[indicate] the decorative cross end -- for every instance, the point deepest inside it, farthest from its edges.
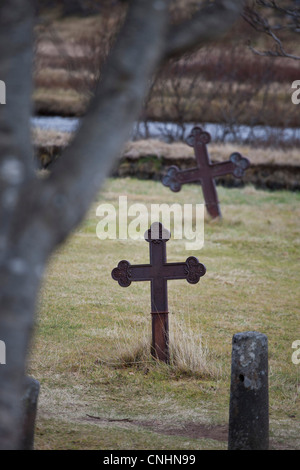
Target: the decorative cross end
(241, 164)
(122, 273)
(194, 270)
(170, 179)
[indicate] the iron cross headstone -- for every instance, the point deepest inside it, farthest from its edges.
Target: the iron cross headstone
(205, 171)
(158, 272)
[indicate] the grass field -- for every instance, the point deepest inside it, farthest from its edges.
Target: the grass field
(99, 387)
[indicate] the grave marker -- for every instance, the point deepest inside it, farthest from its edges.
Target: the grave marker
(205, 171)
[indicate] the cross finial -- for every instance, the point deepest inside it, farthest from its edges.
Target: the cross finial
(205, 171)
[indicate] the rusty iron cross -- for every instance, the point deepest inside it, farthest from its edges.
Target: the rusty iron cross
(158, 272)
(205, 171)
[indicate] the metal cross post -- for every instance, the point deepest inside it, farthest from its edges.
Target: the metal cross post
(205, 171)
(158, 272)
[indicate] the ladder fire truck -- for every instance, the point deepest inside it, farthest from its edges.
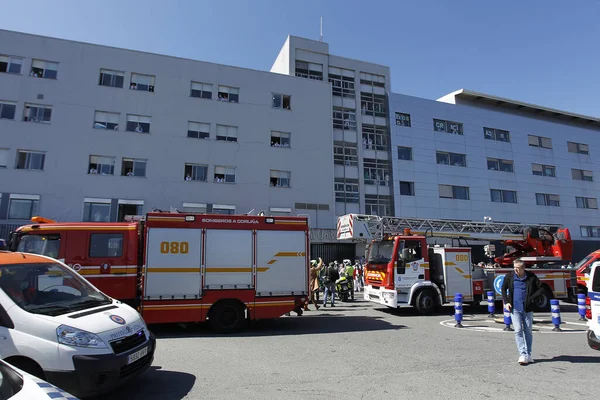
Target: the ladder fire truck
(178, 268)
(402, 269)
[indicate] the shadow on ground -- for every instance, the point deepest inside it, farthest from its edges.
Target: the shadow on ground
(155, 383)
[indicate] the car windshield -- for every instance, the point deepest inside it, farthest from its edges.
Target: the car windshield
(381, 252)
(48, 288)
(46, 245)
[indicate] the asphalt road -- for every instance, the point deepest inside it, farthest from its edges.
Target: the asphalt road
(361, 351)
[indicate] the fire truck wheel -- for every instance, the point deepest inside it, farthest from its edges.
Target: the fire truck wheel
(227, 317)
(425, 302)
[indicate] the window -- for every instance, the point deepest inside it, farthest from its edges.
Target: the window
(372, 79)
(201, 90)
(543, 170)
(145, 83)
(104, 245)
(578, 148)
(455, 159)
(44, 69)
(586, 202)
(496, 134)
(590, 231)
(342, 82)
(224, 174)
(539, 141)
(3, 158)
(32, 160)
(345, 153)
(10, 64)
(194, 208)
(454, 192)
(280, 139)
(372, 104)
(7, 110)
(582, 175)
(223, 209)
(403, 119)
(407, 188)
(346, 190)
(37, 113)
(280, 178)
(138, 123)
(196, 172)
(503, 196)
(496, 164)
(227, 133)
(23, 206)
(106, 120)
(281, 101)
(544, 199)
(133, 167)
(404, 153)
(447, 126)
(309, 70)
(96, 210)
(378, 205)
(375, 137)
(111, 78)
(229, 94)
(344, 119)
(198, 130)
(101, 165)
(376, 172)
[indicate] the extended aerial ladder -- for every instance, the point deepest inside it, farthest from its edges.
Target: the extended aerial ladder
(541, 243)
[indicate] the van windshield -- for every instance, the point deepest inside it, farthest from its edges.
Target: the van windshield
(48, 288)
(46, 245)
(381, 252)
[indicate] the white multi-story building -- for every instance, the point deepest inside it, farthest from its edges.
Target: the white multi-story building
(93, 133)
(470, 155)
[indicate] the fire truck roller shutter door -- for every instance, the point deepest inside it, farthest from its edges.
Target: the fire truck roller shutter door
(173, 262)
(228, 260)
(281, 262)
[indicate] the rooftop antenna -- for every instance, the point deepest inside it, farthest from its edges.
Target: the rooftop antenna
(321, 38)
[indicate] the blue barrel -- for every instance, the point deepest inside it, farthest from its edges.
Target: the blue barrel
(555, 310)
(581, 306)
(507, 319)
(491, 305)
(458, 310)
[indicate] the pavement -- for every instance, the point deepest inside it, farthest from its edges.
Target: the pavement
(359, 350)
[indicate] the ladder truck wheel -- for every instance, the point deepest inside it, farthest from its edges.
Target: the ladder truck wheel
(425, 302)
(227, 317)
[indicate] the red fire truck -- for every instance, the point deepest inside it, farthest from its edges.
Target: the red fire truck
(185, 268)
(403, 270)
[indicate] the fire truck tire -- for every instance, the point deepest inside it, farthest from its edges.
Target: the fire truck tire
(227, 316)
(425, 302)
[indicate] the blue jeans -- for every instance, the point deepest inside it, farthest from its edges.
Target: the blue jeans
(523, 322)
(329, 289)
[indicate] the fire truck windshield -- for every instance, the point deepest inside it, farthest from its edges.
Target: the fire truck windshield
(46, 245)
(381, 252)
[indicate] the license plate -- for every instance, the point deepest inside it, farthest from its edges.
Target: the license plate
(137, 355)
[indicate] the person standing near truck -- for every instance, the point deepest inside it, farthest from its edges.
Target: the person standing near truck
(519, 291)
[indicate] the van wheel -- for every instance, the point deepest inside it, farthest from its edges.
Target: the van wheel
(227, 317)
(27, 365)
(425, 302)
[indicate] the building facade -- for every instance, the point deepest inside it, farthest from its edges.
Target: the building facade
(469, 155)
(94, 133)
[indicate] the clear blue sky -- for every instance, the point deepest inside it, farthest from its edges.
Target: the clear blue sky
(538, 51)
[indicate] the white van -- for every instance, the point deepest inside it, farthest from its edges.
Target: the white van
(57, 326)
(594, 299)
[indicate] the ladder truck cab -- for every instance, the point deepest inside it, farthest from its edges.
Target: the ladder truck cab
(402, 269)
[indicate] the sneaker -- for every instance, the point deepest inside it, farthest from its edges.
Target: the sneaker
(522, 360)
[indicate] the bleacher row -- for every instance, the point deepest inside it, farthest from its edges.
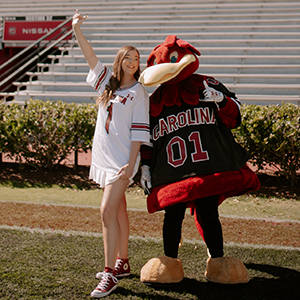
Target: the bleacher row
(253, 47)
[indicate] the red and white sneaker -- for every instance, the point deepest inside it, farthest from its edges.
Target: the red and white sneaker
(122, 269)
(107, 284)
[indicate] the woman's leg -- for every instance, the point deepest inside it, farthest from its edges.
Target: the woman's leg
(208, 216)
(112, 198)
(174, 216)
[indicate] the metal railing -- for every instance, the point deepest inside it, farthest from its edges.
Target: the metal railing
(26, 60)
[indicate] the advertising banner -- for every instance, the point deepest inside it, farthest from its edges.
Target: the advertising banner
(30, 28)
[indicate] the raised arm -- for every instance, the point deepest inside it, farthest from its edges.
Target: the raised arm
(84, 45)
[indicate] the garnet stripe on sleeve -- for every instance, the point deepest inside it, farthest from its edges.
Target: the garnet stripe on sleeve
(101, 78)
(141, 127)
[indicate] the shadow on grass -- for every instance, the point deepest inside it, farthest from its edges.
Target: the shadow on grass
(283, 283)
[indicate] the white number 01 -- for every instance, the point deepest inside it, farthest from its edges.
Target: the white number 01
(198, 155)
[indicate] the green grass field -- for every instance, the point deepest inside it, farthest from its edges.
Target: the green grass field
(37, 264)
(42, 265)
(244, 206)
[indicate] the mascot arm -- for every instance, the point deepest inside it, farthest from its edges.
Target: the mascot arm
(146, 159)
(230, 113)
(229, 107)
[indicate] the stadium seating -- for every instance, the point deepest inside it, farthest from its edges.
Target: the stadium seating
(253, 47)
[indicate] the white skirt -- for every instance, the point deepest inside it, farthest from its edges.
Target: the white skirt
(104, 178)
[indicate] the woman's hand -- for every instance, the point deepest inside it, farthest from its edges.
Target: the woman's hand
(77, 19)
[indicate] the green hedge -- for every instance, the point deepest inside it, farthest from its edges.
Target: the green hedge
(272, 136)
(44, 133)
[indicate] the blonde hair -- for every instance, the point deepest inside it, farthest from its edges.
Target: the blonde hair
(116, 79)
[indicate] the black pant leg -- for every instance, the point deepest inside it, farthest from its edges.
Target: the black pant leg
(172, 226)
(208, 216)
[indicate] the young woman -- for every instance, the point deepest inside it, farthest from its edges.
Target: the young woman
(122, 125)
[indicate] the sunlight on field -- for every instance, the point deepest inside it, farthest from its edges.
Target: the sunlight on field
(244, 206)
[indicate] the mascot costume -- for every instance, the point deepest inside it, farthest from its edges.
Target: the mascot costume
(193, 160)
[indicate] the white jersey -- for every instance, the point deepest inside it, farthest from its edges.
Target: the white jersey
(124, 119)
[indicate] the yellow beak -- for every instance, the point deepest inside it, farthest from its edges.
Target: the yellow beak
(164, 72)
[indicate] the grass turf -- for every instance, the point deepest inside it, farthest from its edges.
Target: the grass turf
(50, 265)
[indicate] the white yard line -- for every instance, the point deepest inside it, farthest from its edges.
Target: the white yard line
(156, 240)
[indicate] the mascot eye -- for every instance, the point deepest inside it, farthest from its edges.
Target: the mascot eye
(173, 57)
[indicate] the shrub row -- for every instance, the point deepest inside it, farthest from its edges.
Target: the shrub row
(272, 136)
(44, 133)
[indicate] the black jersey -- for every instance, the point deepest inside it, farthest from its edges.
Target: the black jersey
(190, 140)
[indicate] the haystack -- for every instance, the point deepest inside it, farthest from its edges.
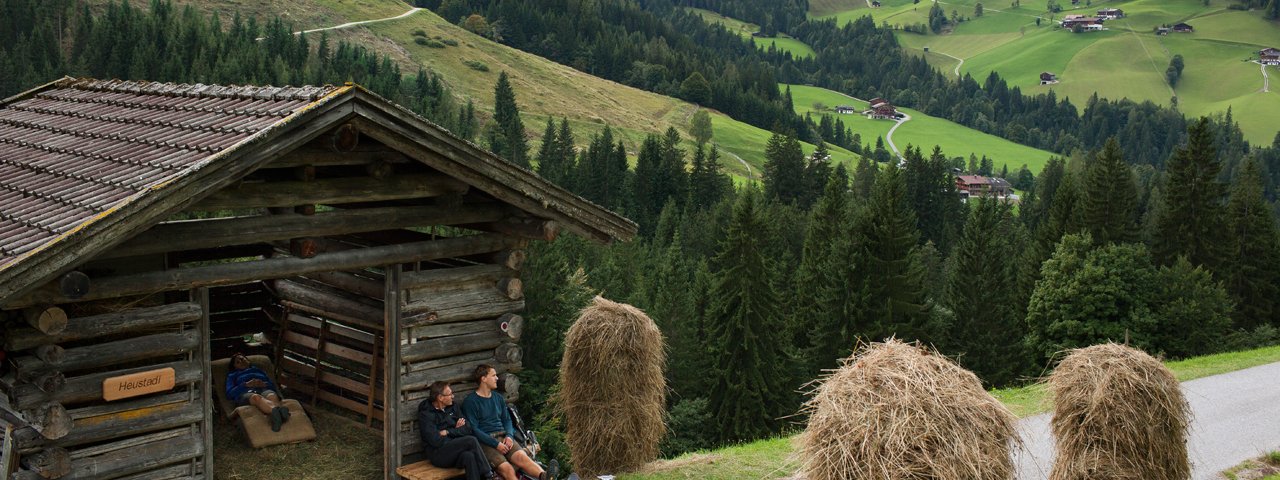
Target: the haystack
(612, 388)
(901, 411)
(1118, 414)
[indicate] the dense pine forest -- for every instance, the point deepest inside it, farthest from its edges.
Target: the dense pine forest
(1150, 227)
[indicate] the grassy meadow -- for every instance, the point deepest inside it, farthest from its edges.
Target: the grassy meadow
(1127, 60)
(545, 88)
(923, 131)
(775, 458)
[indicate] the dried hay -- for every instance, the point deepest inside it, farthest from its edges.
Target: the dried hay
(612, 388)
(903, 411)
(1118, 414)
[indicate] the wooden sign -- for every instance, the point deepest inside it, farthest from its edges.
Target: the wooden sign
(137, 384)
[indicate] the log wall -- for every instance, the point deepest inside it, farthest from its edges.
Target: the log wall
(60, 425)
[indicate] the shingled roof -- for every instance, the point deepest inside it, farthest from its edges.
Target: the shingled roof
(83, 158)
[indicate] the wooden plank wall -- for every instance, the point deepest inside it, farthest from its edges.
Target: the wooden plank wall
(330, 341)
(455, 319)
(159, 435)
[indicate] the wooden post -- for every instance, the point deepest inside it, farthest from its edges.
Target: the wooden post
(206, 384)
(392, 373)
(48, 319)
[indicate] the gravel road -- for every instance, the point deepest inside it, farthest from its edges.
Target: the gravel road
(1237, 417)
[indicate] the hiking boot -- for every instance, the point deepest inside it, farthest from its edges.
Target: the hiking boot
(277, 420)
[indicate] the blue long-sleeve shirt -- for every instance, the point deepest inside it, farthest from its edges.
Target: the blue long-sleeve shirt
(236, 380)
(488, 415)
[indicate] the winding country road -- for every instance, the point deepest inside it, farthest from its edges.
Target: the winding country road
(1235, 417)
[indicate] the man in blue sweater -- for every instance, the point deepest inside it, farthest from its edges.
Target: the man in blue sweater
(487, 412)
(247, 384)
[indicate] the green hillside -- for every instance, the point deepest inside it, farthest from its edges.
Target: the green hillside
(923, 131)
(545, 88)
(1127, 60)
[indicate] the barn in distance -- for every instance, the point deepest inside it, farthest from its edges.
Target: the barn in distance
(147, 227)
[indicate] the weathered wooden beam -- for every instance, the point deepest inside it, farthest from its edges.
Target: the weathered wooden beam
(522, 227)
(49, 320)
(133, 421)
(90, 387)
(105, 324)
(113, 352)
(508, 353)
(229, 274)
(511, 324)
(187, 234)
(451, 346)
(137, 460)
(51, 462)
(330, 191)
(320, 156)
(444, 279)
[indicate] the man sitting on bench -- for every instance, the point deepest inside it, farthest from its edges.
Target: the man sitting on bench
(487, 412)
(247, 384)
(448, 438)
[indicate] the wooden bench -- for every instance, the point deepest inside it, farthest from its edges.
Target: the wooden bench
(424, 470)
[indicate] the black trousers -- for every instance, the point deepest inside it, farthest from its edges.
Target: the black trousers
(462, 453)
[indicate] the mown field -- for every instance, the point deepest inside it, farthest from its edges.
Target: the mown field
(1127, 60)
(745, 30)
(923, 131)
(775, 458)
(545, 88)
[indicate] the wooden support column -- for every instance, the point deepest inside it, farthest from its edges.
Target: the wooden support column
(200, 296)
(392, 373)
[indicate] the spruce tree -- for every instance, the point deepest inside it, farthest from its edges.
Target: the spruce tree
(507, 133)
(1191, 220)
(744, 323)
(1110, 199)
(784, 168)
(1253, 256)
(981, 292)
(894, 275)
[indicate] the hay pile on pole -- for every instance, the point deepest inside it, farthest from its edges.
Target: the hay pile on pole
(612, 388)
(903, 411)
(1118, 414)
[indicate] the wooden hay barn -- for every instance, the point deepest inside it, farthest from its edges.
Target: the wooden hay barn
(151, 227)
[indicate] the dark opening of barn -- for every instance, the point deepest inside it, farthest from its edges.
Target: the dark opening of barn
(147, 229)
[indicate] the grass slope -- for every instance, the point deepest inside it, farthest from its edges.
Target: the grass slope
(1127, 60)
(923, 131)
(745, 30)
(545, 88)
(775, 458)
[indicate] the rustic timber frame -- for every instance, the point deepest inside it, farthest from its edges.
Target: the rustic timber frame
(152, 225)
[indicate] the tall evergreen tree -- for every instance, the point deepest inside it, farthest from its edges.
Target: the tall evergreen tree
(1253, 256)
(1191, 220)
(981, 292)
(894, 275)
(507, 133)
(744, 318)
(1110, 199)
(784, 168)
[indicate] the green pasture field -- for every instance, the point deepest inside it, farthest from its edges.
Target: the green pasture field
(776, 457)
(924, 131)
(745, 30)
(545, 88)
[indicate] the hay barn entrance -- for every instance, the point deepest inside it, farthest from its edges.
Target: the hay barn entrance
(155, 228)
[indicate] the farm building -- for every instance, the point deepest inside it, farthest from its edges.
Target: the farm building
(1110, 14)
(146, 228)
(977, 186)
(1269, 56)
(881, 109)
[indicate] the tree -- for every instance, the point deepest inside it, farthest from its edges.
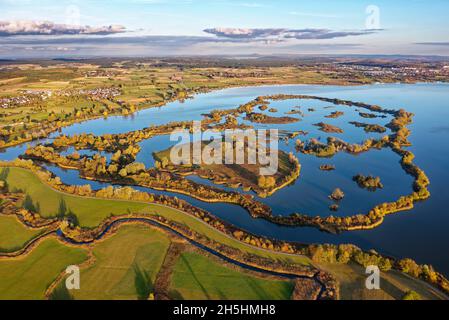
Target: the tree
(28, 204)
(62, 210)
(411, 295)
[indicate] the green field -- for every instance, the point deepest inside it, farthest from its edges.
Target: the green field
(91, 212)
(393, 284)
(28, 277)
(113, 276)
(197, 277)
(13, 234)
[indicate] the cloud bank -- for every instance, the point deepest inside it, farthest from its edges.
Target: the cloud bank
(16, 28)
(299, 34)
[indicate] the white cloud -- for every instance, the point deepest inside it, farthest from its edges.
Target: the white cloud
(26, 27)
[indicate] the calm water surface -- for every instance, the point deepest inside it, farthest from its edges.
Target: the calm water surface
(422, 233)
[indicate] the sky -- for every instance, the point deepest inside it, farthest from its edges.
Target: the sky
(94, 28)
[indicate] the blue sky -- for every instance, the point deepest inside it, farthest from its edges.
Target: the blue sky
(176, 27)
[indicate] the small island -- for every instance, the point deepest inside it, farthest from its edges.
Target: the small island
(371, 183)
(328, 128)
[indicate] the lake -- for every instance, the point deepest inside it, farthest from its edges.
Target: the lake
(421, 234)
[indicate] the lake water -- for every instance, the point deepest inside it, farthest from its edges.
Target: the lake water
(422, 233)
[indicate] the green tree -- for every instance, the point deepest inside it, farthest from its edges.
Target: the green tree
(62, 210)
(28, 204)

- [Exercise task] Quote, without any change, each line from the one that contains "[indicate] the sky" through the end of the material.

- [Completed task]
[indicate] the sky -- for every instance, the point deepest inside it, farthest from its edges.
Target: the sky
(94, 28)
[indicate] the blue sky -- for every instance, the point deepest inside it, farthest from its edges.
Target: the blue sky
(176, 27)
[indicate] the small island -- for every instance, the point deepest inside it, farthest from its edges.
Target: the small island
(371, 183)
(328, 128)
[indicate] the lake -- for every instance, the point deepest inside it, farthest from its edges.
Target: the lake
(421, 234)
[indicate] the lake water -- for every instance, the point deepest inside it, farthest from its edges.
Target: the lake water
(422, 233)
[indicate] the green tree -- for every instance, the point deepest inside it, farthest from its edges.
Target: the green tree
(62, 210)
(28, 204)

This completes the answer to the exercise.